▶ [Teks yang Diberikan]
* * * * *

TENGGARONG, konklusi.id -
Riuh Rapat Dengar Pendapat (RDP) Komisi II DPR RI dengan Ketua Komisi Pemilihan
Umum (KPU) RI, Ketua Badan Pengawas Pemilihan Umum (Bawaslu) RI dan Ketua Dewan
Kehormatan Penyelenggara pemilu (DKPP), pada Rabu, 15 Mei 2024, sampai ke Kutai
Kartanegara.
Dalam RDP yang
membahas Evaluasi Tahapan Pemilu Serentak Tahun 2024, turut disetujui dua
Rancangan Peraturan Komisi Pemilihan Umum (PKPU) mengenai Pemilihan Kepala
Daerah (Pilkada) 2024. Salah satu poin yang disorot dalam draft PKPU tersebut
adalah status wakil kepala daerah yang menggantikan kepala daerah di tengah
periode, misal karena persoalan hukum.
Disebutkan jika
wakil kepala daerah tersebut maju dan menjalankan tugas sebagai kepala daerah,
maka dianggap telah menjabat sebagai kepala daerah atau bupati.
"Jadi,
misalkan ada pasangan kepala daerah, kepala daerahnya katakanlah terkena
masalah hukum, kemudian setelah statusnya sebagai terdakwa itu dinonaktifkan
atau diberhentikan sementara," ujar Ketua KPU RI, Hasyim Asy’ar, dalam RDP
tersebut.
"Maka
kemudian yang menjalankan tugas-tugas sebagai kepala daerah adalah wakil kepala
daerah tersebut sebagai, apa istilahnya, pejabat sementara atau pelaksana tugas.
Maka begitu wakil kepala daerah itu menjalankan tugas sebagai bupati, itu sudah
masuk hitungan, bahwa yang bersangkutan pernah menduduki jabatan sebagai bupati
atau kepala daerah," sambungnya.
Pernyataan
Hasyim itu pun menjadi relevan dengan situasi di Kutai Kartanegara saat ini.
Bupati Kukar 2021-2026, Edi Damansyah, pada periode sebelumnya, 2016-2021,
sebagai wakil bupati, menggantikan bupati Rita Widyasari yang tersandung dalam
pusaran hukum. Edi, yang saat itu wakil bupati, ditugaskan menjabat Pelaksana
Tugas Bupati Bupati Kukar pada 9 April 2018 sampai 13 Februari 2019 berdasar
Surat Penugasan Nomor 131/13/B.PPOD.III/2017.

* * * * *

▶ [Blok Data]
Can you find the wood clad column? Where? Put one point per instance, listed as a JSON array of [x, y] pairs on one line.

* * * * *

▶ [Tujuan A] Perbarui bagian berita tentang status wakil kepala daerah mulai dari "Disebutkan jika" sampai dengan "atau pelaksana tugas.", dengan mengganti "terdakwa" menjadi "tersangka".
▶ [Tujuan B] Tolong lanjutkan berita tentang status wakil kepala daerah dari kalimat terakhirnya.

▶ [Hasil Latihan A]
Disebutkan jika
wakil kepala daerah tersebut maju dan menjalankan tugas sebagai kepala daerah,
maka dianggap telah menjabat sebagai kepala daerah atau bupati.
"Jadi,
misalkan ada pasangan kepala daerah, kepala daerahnya katakanlah terkena
masalah hukum, kemudian setelah statusnya sebagai tersangka itu dinonaktifkan
atau diberhentikan sementara," ujar Ketua KPU RI, Hasyim Asy’ar, dalam RDP
tersebut.
"Maka
kemudian yang menjalankan tugas-tugas sebagai kepala daerah adalah wakil kepala
daerah tersebut sebagai, apa istilahnya, pejabat sementara atau pelaksana tugas.

▶ [Hasil Latihan B]
Edi kemudian
menjadi bupati definitif pada 14 Februari 2019 sampai 13 Februari 2021
berdasarkan Surat Keputusan Menteri dalam Negeri Nomor 131.64-254/2019. Pernyataan
Ketua KPU RI itu pun memicu asumsi liar yang menyebut kepemimpinan Edi pada
2016-2021 telah terhitung sebagai satu periode. Padahal, bila dalam kacamata
hukum, durasi Edi sebagai bupati definitif belum memenuhi kriteria untuk
terhitung dalam satu periode.
Di samping itu,
PKPU yang menjadi dasar pelaksanaan pilkada mendatang juga masih berupa draft.
Sehingga masih terlalu dini untuk memvonis apapun terkait situasi politik di
Kutai Kartanegara saat ini.
Menanggapi
dinamika tersebut, Wakil Ketua PDI Perjuangan Kutai Kartanegara Bidang Politik,
Aulia Rahman, menyebut bahwa PKPU mengenai Pilkada 2024 masih berupa draft.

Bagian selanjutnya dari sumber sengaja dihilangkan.